* Work order
Leave out the pictures and repeat the data exactly.

-------- Records provided

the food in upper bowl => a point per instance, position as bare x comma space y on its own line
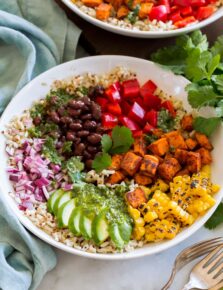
149, 15
105, 164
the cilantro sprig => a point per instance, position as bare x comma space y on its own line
192, 57
119, 142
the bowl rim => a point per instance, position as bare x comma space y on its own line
144, 34
49, 239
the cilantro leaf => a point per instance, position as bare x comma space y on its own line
122, 140
216, 219
106, 143
101, 161
199, 96
218, 81
206, 126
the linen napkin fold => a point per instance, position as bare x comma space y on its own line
34, 36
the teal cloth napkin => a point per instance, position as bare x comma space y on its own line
34, 36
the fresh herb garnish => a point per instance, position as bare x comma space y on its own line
120, 142
216, 219
50, 152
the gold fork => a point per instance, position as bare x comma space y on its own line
191, 253
208, 272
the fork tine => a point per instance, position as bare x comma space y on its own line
205, 261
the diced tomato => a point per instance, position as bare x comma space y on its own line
152, 117
109, 121
148, 89
129, 123
113, 94
130, 89
204, 12
169, 106
185, 21
165, 3
198, 3
114, 108
183, 3
186, 11
148, 128
152, 102
126, 107
158, 13
175, 16
137, 133
102, 102
137, 113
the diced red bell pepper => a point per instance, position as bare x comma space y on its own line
102, 102
109, 121
130, 89
129, 123
185, 21
197, 3
152, 102
204, 12
148, 89
114, 108
113, 94
175, 16
137, 113
159, 13
152, 117
169, 106
186, 11
183, 3
148, 128
137, 133
165, 3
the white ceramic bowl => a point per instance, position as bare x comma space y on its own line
39, 87
144, 34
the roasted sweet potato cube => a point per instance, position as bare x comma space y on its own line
136, 197
181, 155
175, 140
203, 141
92, 3
116, 177
183, 172
122, 12
169, 168
159, 147
116, 162
205, 156
142, 179
140, 146
191, 143
187, 123
131, 163
193, 162
149, 165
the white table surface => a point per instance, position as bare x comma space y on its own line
147, 273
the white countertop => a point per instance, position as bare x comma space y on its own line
147, 273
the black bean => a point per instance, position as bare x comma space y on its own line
66, 120
75, 126
94, 138
82, 133
74, 112
92, 149
96, 111
70, 136
79, 149
90, 125
37, 121
86, 117
54, 117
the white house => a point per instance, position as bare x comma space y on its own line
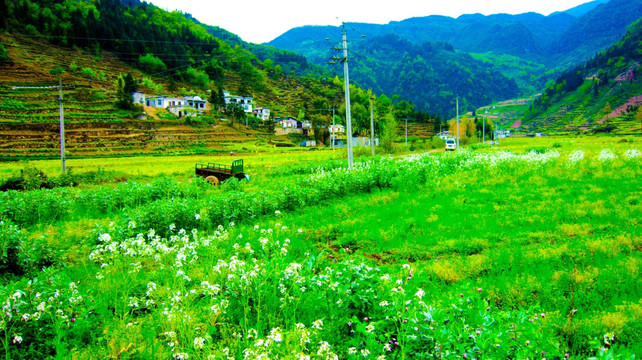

----------------

* Result
the food in upper bowl => a point per instance, position as bare x comma space y on its own line
149, 15
105, 164
the cilantro sprig => a point per instance, position as bare x comma space y on its own line
192, 57
119, 142
the bowl rim => a point per instance, position as bare x comma space y on its own line
144, 34
49, 239
the cilantro leaf => a point per instance, position as bare x comma space y on its own line
122, 140
216, 219
106, 143
101, 161
199, 96
218, 81
206, 126
the linen napkin fold => a point per instance, position as bare x comma space y on its own line
34, 36
the teal cloth napkin => a point per instance, position as bare x comma space y on its own line
34, 36
the fresh herb garnish => a point per instance, position as bare x comma space y on its own line
120, 142
216, 219
50, 152
the gold fork => a point per instance, position as bare x comma space y on its own line
191, 253
208, 272
the fork tine => a point per instance, position as bare x comma space y on its own line
205, 261
the diced tomato => a point per instance, position as bare x comma space y on its own line
152, 117
109, 121
148, 89
129, 123
113, 94
130, 89
204, 12
169, 106
185, 21
165, 3
198, 3
114, 108
183, 3
186, 11
148, 128
152, 102
126, 107
158, 13
175, 16
137, 133
102, 102
137, 113
the diced red bell pepper => a point per instance, position as bare x comma space y on its own line
102, 102
109, 121
130, 89
129, 123
185, 21
197, 3
152, 102
204, 12
148, 89
114, 108
113, 94
175, 16
137, 113
159, 13
152, 117
169, 106
186, 11
183, 3
148, 128
137, 133
165, 3
the white ceramic bowl => a point per instance, position as bare x comma space y on its own line
39, 87
144, 34
the roasted sweet potato cube => a point per instance, position as bare x comma space y on its own line
136, 197
181, 155
175, 140
203, 141
92, 3
116, 177
183, 172
122, 12
169, 168
159, 147
116, 162
205, 156
142, 179
140, 146
191, 143
187, 123
131, 163
193, 162
149, 165
the white table surface => a point per instance, position as bare x comma space y on its own line
147, 273
the white countertop => a point per instance, position as bare x comma space y on its own line
147, 273
the black bean => a point per instance, position as bare x comma space y on its own line
66, 120
75, 126
94, 138
82, 133
74, 112
92, 149
96, 111
70, 136
79, 149
90, 125
37, 121
86, 117
54, 117
the white house => a point per instance, position as bare x comma space y on its own line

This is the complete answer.